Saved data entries
*-*-*
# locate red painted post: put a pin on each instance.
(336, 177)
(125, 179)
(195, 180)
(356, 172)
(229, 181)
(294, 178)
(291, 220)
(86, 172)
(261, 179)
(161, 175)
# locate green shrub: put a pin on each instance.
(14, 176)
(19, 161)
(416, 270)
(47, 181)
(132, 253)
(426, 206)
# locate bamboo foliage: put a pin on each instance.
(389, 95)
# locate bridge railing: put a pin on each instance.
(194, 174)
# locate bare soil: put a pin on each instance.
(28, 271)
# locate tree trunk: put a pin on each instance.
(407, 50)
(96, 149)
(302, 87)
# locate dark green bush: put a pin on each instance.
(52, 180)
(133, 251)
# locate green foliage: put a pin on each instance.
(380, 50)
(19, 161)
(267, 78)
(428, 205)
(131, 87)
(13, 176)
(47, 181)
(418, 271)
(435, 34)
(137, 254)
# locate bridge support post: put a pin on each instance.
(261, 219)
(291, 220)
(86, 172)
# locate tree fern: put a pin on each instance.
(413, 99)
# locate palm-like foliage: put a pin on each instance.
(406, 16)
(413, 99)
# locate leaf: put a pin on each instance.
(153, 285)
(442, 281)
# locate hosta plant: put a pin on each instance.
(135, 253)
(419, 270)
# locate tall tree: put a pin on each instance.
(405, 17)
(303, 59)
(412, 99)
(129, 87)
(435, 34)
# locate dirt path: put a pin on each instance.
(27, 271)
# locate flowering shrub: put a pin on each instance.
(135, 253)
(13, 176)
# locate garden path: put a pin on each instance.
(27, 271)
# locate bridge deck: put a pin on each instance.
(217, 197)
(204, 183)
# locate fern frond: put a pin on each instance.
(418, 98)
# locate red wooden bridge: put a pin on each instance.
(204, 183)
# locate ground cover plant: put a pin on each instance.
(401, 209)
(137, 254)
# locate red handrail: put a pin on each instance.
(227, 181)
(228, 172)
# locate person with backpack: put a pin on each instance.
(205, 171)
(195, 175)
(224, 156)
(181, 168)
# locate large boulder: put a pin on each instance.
*-*-*
_WRITTEN REQUEST_. Return each line of the saved data above as a JSON list of strings, one string per line, with blank lines left out.

_SOLUTION BELOW_.
[
  "# locate red painted post: put a pin on each instance.",
  "(336, 177)",
  "(125, 179)",
  "(195, 180)",
  "(356, 172)",
  "(229, 181)",
  "(294, 178)",
  "(291, 220)",
  "(86, 172)",
  "(261, 179)",
  "(161, 175)",
  "# locate green shrub: put a pin on each instance.",
  "(14, 176)",
  "(19, 161)",
  "(416, 270)",
  "(47, 181)",
  "(132, 253)",
  "(426, 206)",
  "# locate bamboo foliage: put a pin on each instance.",
  "(389, 95)",
  "# locate bridge railing: put a pin on each instance.",
  "(194, 174)",
  "# locate bare soil: put a pin on each instance.",
  "(28, 271)",
  "# locate tree trunk: put a pin on each instance.",
  "(407, 50)",
  "(96, 149)",
  "(302, 87)",
  "# locate dark green bush: put a pin on each instance.",
  "(52, 180)",
  "(133, 251)",
  "# locate green foliage: put a pin on each instance.",
  "(380, 50)",
  "(19, 161)",
  "(267, 78)",
  "(428, 205)",
  "(131, 87)",
  "(13, 176)",
  "(47, 181)",
  "(418, 271)",
  "(435, 34)",
  "(137, 254)",
  "# locate bridge support post: put a pin on each instance.",
  "(261, 219)",
  "(291, 220)",
  "(86, 172)",
  "# locate tree fern: put a pin on each instance.",
  "(413, 99)",
  "# locate palm-like foliage: put a pin on each instance.",
  "(406, 16)",
  "(413, 99)",
  "# locate leaf: put a pin on each instance.",
  "(153, 285)",
  "(442, 281)",
  "# locate hosta plant: put a pin on each instance.",
  "(135, 253)",
  "(419, 270)",
  "# locate tall tree: put a pin on each instance.",
  "(405, 17)",
  "(303, 59)",
  "(412, 99)",
  "(129, 87)",
  "(435, 34)",
  "# locate dirt path: put a pin on each instance.",
  "(27, 271)",
  "# locate flowering shrub: put a pin on each instance.",
  "(135, 253)",
  "(13, 176)",
  "# locate garden path: put a pin on each instance.",
  "(27, 271)",
  "# locate bridge deck: put a pin on each instance.",
  "(217, 197)",
  "(204, 183)",
  "# locate fern frond: put a pin on each instance.",
  "(418, 98)",
  "# locate red wooden bridge: put a pin on each instance.",
  "(204, 183)",
  "# locate ground cover plant: put a pin on each instance.",
  "(401, 209)",
  "(137, 254)",
  "# locate red handrail: put a pin on each instance.",
  "(227, 181)",
  "(228, 172)",
  "# locate person with backpack: put a pin on each instance.",
  "(205, 171)",
  "(195, 175)",
  "(224, 156)",
  "(181, 168)",
  "# locate large boulder: put a pin on each instance."
]